**Short exercise:** Reproduce the newsgroup thread on 4:3 versus widescreen TV sets verbatim, everything from "I myself definitely" down to "go 16:9 definitely.".

I myself definitely will pick the former regardless how many hours
each type of pictures are shown each day because you get the best of
each type of pictures. The latter? You get the worst for NTSC and
the worst in HD. The choice is just so obvious to me.

However, 4:3 TV are cheap so it can be a deciding factor too. You
will be able to buy a cheap good 4:3 TV now and throw it away when
16:9 go mainstream. Price would be the only reason to buy 4:3. If
you cannot get a bargain on 4:3, go 16:9 definitely.




curtgottler@yahoo.com (CGott) wrote in message news:<70fae150.0406292132.f452b43@posting.google.com>...
> I'm thinking of getting a Sony KV30HS420 which is widescreen, but I've
> heard that since most of the programs I'll be watching in the near
> future are analog, a 4:3 set would be better, and that watching this
> format on widescreen might cause uneven phosphor aging on the edges of
> the set. Is that a common problem?
July 1, 2004 11:08:13 PM

Archived from groups: alt.tv.tech.hdtv (More info?)

you get used to the distortion to a point. panorama pulls the center back
enough to lessen the wide heads.... Since the majority of my direct viewing
is DVD, I can accept the 4:3 distortion in WS from normal television. I
wouldn't personally watch 4:3 in 4:3 ever again.... so I'm not going to have
any edge burned in.

**Provided data:**
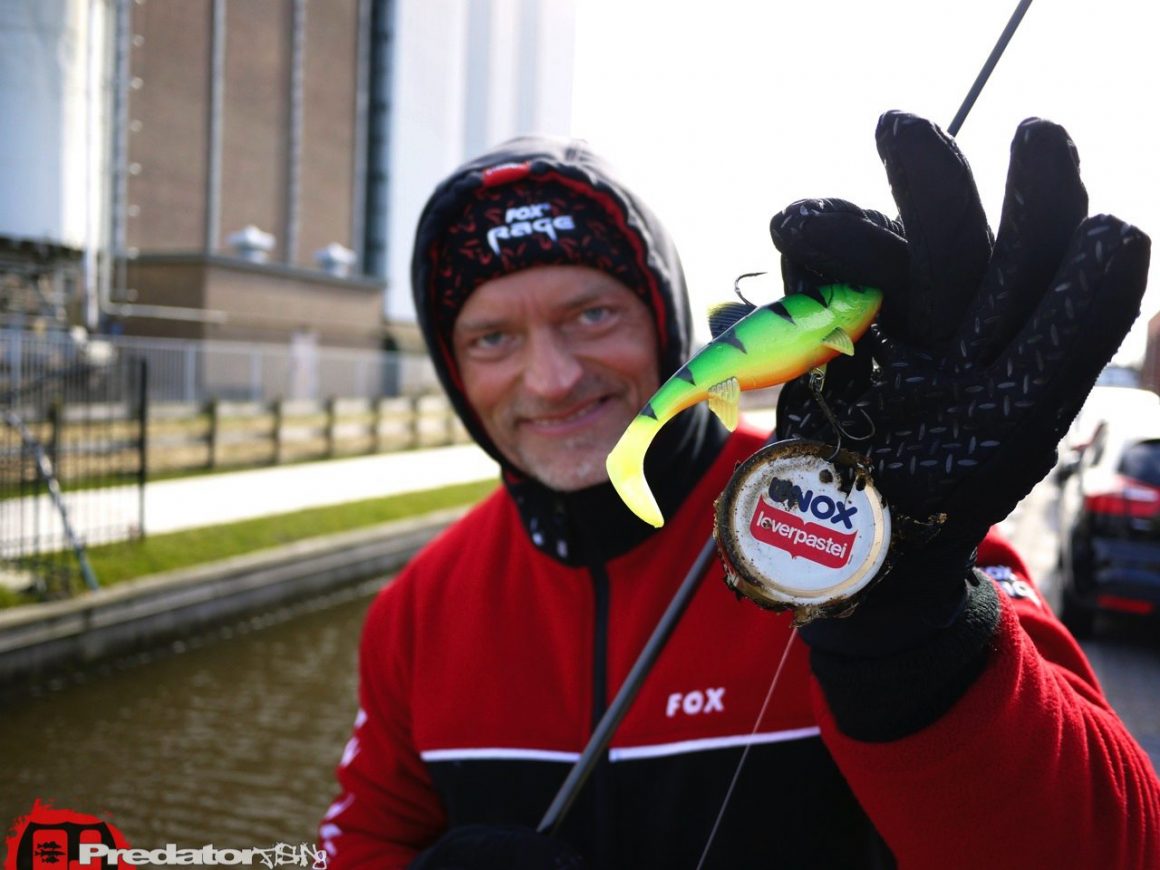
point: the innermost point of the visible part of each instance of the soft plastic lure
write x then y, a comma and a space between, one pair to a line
752, 348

**Answer to this problem:**
I myself definitely will pick the former regardless how many hours
each type of pictures are shown each day because you get the best of
each type of pictures. The latter? You get the worst for NTSC and
the worst in HD. The choice is just so obvious to me.

However, 4:3 TV are cheap so it can be a deciding factor too. You
will be able to buy a cheap good 4:3 TV now and throw it away when
16:9 go mainstream. Price would be the only reason to buy 4:3. If
you cannot get a bargain on 4:3, go 16:9 definitely.